▶ **Challenge a**:
Find every line in the records below that contains the word "sheet", and copy each such line.

▶ **Quoted passage**:

I heard he is safe.. The prez of grra emailed me.

Sorry, I didn't see this thread.. just went ahead and got wound up! :bowl:

pat


----------



## FinnTastic (Apr 20, 2009)

You said he. Isn't there two at that shelter?


----------



## psdumas (Apr 3, 2009)

thanks fostermom.. I like male dogs.. I'm ok.. and I can wait.. I just get frustrated knowing about all the euthanizing that goes on...

Finn.. there were two goldens at that shelter. this is the message I got about the one-- Gerard:
_
Patricia,
Gerard was not available for rescue until today. We called this morning and found out he had not been reclaimed so we got him a short time ago. He's safe now. Thanks

Cathie Andress
GRRA President_


----------



## Spartan Mom (Jun 18, 2009)

FinnTastic said:


> You said he. Isn't there two at that shelter?


Per the Spalding website, Gerald was rescued and Gabbi was adopted! Hooray! I'm so happy for them both!


----------



## Karen519 (Aug 21, 2006)

*Amanda from GRRA just emld.*

Amanda just emld me:

yes. grra rescued gerald and gabbi was adopted


----------



## Romeo1 (Apr 19, 2008)

That's great news!! So glad they are safe.


----------

Pointing dataset records
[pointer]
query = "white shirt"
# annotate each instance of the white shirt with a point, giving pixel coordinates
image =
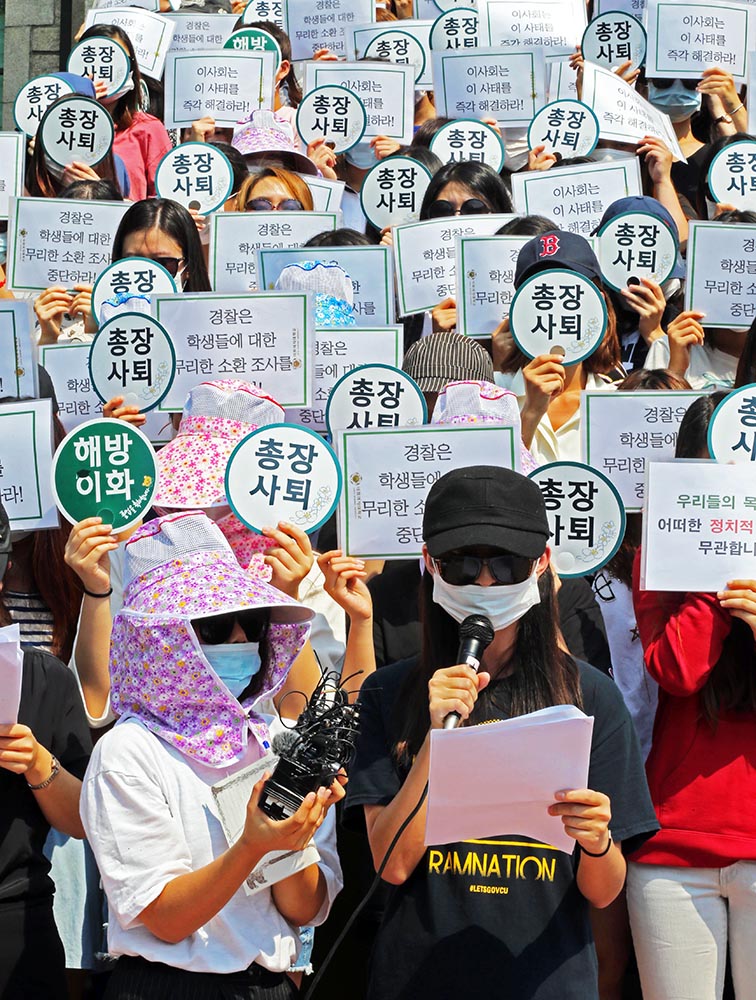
(150, 816)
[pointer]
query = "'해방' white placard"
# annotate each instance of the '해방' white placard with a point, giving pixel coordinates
(732, 428)
(18, 356)
(425, 258)
(508, 85)
(228, 86)
(720, 278)
(264, 338)
(386, 89)
(370, 268)
(151, 34)
(34, 98)
(25, 492)
(375, 395)
(699, 526)
(12, 154)
(576, 197)
(586, 516)
(685, 39)
(388, 473)
(338, 351)
(469, 139)
(196, 175)
(236, 236)
(58, 241)
(283, 473)
(621, 432)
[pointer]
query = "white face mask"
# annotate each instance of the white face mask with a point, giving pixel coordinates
(502, 605)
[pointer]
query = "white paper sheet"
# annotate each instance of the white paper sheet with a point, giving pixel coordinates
(501, 778)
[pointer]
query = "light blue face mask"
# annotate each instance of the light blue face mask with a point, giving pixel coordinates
(235, 663)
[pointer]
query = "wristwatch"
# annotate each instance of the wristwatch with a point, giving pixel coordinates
(53, 775)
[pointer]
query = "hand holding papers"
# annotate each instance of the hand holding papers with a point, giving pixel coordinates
(502, 777)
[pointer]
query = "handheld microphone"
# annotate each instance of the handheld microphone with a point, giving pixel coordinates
(475, 636)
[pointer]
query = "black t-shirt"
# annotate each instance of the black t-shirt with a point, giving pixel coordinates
(51, 707)
(500, 917)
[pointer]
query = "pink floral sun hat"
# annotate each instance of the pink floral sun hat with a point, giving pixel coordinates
(216, 416)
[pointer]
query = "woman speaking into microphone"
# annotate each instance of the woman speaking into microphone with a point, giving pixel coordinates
(507, 916)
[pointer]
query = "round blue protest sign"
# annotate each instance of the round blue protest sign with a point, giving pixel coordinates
(375, 396)
(132, 356)
(732, 428)
(586, 516)
(567, 127)
(283, 472)
(130, 276)
(558, 308)
(196, 175)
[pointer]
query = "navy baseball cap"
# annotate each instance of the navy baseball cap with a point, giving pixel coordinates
(557, 249)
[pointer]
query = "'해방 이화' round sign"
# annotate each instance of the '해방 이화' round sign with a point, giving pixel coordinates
(105, 468)
(393, 191)
(375, 396)
(586, 516)
(455, 29)
(558, 308)
(334, 114)
(732, 175)
(103, 60)
(283, 473)
(636, 245)
(34, 98)
(567, 127)
(76, 129)
(132, 356)
(130, 276)
(614, 38)
(196, 175)
(732, 428)
(468, 139)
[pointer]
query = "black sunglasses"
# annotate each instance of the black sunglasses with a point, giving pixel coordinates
(218, 629)
(460, 571)
(442, 208)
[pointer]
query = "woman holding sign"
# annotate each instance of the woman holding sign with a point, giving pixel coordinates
(507, 915)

▶ **Challenge b**:
According to the forum thread above, what happened to Gabbi, as reported on the Spalding website?

▶ **Result a**:
query = "white paper sheet"
# annotate each instance of the white paper sheet with a point, giving pixel coordinates

▶ **Result b**:
Gabbi was adopted.